MATERIAL PROVIDED:
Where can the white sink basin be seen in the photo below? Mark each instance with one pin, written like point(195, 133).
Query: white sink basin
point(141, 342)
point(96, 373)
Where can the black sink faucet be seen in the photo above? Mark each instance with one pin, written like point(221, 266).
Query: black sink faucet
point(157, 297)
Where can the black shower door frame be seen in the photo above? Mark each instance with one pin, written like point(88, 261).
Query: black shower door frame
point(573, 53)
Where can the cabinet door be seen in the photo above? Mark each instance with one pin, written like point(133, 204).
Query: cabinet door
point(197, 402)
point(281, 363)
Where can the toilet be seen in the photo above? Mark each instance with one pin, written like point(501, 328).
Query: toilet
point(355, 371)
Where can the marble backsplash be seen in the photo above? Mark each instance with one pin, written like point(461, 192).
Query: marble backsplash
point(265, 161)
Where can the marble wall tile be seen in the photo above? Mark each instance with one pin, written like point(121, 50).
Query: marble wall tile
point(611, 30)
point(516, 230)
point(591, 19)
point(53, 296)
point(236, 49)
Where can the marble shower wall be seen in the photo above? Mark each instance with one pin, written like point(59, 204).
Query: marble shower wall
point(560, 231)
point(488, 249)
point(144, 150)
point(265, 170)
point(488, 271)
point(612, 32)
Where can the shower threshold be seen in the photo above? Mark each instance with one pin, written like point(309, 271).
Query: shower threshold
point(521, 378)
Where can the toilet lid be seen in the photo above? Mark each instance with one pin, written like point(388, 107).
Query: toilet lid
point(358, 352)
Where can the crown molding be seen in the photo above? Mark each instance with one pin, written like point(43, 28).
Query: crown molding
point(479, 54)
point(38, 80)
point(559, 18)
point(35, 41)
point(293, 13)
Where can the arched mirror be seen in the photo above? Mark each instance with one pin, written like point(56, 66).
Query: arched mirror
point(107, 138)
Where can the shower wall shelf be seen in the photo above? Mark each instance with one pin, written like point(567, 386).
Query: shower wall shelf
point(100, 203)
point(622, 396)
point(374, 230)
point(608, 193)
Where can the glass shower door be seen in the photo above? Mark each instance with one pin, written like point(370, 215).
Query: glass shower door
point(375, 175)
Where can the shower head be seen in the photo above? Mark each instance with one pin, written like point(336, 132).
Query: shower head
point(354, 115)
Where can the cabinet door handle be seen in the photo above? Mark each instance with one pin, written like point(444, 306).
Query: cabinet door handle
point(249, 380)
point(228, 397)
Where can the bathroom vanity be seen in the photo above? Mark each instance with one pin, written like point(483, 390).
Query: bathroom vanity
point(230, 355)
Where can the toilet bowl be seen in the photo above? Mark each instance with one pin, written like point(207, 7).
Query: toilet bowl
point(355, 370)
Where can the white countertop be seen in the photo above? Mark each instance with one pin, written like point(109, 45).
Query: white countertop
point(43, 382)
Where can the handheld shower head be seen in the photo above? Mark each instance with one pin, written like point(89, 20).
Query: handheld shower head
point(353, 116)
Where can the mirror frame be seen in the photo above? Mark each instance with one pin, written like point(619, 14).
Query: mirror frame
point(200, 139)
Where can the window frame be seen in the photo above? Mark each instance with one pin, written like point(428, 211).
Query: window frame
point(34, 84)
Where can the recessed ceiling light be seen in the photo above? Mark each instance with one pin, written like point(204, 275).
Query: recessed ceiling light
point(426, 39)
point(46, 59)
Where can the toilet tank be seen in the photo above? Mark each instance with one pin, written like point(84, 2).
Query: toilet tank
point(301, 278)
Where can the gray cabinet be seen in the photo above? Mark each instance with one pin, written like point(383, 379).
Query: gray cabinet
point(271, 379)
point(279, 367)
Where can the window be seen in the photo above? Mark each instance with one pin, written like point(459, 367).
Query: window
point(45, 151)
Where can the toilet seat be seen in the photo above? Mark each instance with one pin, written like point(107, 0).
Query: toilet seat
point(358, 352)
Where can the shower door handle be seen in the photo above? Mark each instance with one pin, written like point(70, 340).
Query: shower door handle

TASK ITEM:
What you return should be the lines from the start of the data through the line with "Where can the marble shower", quoted exactly and nothing more.

SOLUTION:
Where can the white sink basin be seen in the photo below? Mark each instance with one pin, written like point(195, 133).
Query: white sink basin
point(141, 342)
point(96, 373)
Where can the black sink faucet be seen in the photo above? Mark each instance with one pin, written like point(221, 266).
Query: black sink faucet
point(157, 297)
Where can the black shower door frame be seen in the photo above? Mark each instance with one pin, written like point(88, 261).
Query: black shower door frame
point(573, 53)
Where can the cabinet door be seen in the photo above? Mark each instance with one pin, written like point(133, 204).
Query: cabinet door
point(197, 402)
point(281, 363)
Where can the toilet be seen in the photo above? Mark each instance with one pin, written like point(501, 328).
Query: toilet
point(355, 371)
Where can the marble backsplash be seen in the photo above? Mark each instance with one pin, written like point(461, 192).
Query: marble backsplash
point(265, 161)
Where can the marble wall tile be seen in the photo above? Mark each instance with one pin, written like point(121, 50).
Query: marble wall tile
point(611, 30)
point(516, 230)
point(591, 19)
point(53, 296)
point(236, 49)
Where can the marble shower wall be seen in the photo above? Mark each instance with one pin, written like point(59, 204).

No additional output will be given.